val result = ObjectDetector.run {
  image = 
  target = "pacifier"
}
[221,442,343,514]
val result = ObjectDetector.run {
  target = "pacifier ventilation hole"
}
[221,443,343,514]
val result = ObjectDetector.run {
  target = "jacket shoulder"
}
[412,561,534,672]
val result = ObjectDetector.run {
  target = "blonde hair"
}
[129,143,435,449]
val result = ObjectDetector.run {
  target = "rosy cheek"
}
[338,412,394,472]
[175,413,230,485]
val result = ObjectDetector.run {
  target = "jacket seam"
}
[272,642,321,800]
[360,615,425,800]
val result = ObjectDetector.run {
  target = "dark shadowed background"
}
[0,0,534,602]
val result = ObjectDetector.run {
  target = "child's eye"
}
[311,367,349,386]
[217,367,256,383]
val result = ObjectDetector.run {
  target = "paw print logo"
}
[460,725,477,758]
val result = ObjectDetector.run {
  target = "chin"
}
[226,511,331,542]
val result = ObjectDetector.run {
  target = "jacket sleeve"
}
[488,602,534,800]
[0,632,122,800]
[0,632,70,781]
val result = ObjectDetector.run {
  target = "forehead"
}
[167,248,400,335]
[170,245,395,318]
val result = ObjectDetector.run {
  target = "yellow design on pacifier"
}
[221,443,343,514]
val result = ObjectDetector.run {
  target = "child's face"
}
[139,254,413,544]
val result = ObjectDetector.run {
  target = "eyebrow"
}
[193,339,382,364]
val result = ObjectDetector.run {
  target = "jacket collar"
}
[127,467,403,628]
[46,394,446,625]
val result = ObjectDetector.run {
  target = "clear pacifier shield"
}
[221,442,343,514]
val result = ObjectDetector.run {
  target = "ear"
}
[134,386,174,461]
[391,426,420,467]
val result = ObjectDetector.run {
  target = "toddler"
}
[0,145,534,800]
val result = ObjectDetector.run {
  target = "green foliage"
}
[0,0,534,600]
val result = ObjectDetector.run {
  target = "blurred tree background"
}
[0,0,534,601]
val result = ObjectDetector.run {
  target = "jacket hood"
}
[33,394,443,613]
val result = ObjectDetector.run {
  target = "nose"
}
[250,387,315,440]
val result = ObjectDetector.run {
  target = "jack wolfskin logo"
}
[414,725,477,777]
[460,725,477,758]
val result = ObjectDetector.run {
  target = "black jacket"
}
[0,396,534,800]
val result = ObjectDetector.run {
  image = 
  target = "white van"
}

#### GIVEN EXERCISE:
Set down the listing again line for line, starting with its first line and going on through the line with "[129,143,435,449]", both ends included.

#### CORRECT RESPONSE:
val result = ObjectDetector.run {
  image = 
  target = "pacifier"
}
[221,442,343,514]
val result = ObjectDetector.run {
  target = "pacifier ventilation hole"
}
[221,443,343,514]
val result = ObjectDetector.run {
  target = "jacket shoulder"
}
[412,561,534,672]
val result = ObjectDetector.run {
  target = "blonde hair"
}
[129,143,435,449]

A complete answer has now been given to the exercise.